Dans cette séquence agitée, trois protagonistes se donnent le change. Le Speaker Sooroojdev Phokeer, le Whip de l’opposition, Shakeel Mohamed et le leader de l’opposition, Arvin Boolell, se sont livrés à une séance de prise de bec assez impressionnante. Tout est parti de la motion d’Ivan Collendavelloo contre un huissier de la cour qui a servi une pétition électorale en Cour suprême.
Shakeel Mohamed a d’abord fait entendre son désaccord, expliquant que cette affaire est en cour et ne devrait, de ce fait, pas être discuté au Parlement mais le Speaker était décidé à ne pas l’écouter. Comme en témoignent les images, les échanges qui ont suivi ont été orageux. Le Speaker est sorti de ses gonds et a fait grimper les décibels avec ses «Don’t shout !», «Sit down !» et «You withdraw !». Résultat des courses ? Shakeel Mohamed et Arvin Boolell ont été tous les deux expulsés et ont été, dans la foulée, suivis par les membres de l’opposition qui ont décidé de faire un walkout en signe de solidarité.

## LES ENTRÉES
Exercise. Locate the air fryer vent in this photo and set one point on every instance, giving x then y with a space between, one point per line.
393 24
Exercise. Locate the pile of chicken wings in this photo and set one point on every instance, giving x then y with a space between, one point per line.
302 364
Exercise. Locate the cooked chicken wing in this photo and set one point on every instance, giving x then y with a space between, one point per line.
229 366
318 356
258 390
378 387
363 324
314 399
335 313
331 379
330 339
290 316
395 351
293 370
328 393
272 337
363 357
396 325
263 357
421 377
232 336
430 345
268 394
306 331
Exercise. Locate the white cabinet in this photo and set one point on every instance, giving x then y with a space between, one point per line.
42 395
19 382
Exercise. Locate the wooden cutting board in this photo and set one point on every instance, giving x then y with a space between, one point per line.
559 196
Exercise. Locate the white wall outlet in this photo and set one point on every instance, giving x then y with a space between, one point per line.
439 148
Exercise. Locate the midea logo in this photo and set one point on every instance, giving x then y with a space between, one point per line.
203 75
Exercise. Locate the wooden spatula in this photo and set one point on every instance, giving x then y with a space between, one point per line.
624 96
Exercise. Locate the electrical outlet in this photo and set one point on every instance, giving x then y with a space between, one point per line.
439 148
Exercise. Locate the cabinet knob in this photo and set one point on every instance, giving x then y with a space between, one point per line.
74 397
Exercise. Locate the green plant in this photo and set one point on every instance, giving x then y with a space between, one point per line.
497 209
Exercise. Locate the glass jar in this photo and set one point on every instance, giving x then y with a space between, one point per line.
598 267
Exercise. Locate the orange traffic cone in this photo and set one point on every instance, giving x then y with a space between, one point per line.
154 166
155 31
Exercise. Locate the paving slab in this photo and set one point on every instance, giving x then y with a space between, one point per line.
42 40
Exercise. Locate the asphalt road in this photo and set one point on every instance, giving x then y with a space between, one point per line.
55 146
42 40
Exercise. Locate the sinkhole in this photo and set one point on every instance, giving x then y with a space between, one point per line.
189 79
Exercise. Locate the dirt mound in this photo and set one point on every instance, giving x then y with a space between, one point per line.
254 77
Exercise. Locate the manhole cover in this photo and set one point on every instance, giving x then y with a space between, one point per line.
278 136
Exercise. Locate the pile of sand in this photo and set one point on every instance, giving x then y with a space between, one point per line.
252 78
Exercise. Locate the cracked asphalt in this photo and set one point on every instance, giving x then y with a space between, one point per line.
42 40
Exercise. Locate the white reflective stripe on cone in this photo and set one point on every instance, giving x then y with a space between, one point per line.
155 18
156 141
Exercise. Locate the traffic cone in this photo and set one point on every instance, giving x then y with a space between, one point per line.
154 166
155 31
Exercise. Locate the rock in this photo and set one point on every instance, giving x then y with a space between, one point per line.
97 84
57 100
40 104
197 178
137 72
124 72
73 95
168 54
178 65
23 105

## VOTRE TRAVAIL
a - Donnez la liste de toutes les personnes désignées par leur nom dans le texte.
b - Répondez à ces questions d'après le texte :
(i) Quelle fonction occupe Shakeel Mohamed ?
(ii) Contre qui Ivan Collendavelloo a-t-il présenté sa motion ?
(iii) Qu'ont fait les membres de l'opposition après les deux expulsions ?
Les entrées ne proviennent pas du texte mais d'une autre source.

## LES RÉPONSES
a -
Sooroojdev Phokeer
Shakeel Mohamed
Arvin Boolell
Ivan Collendavelloo

b -
(i) Il est le Whip de l'opposition.
(ii) Contre un huissier de la cour qui a servi une pétition électorale en Cour suprême.
(iii) Ils ont fait un walkout en signe de solidarité.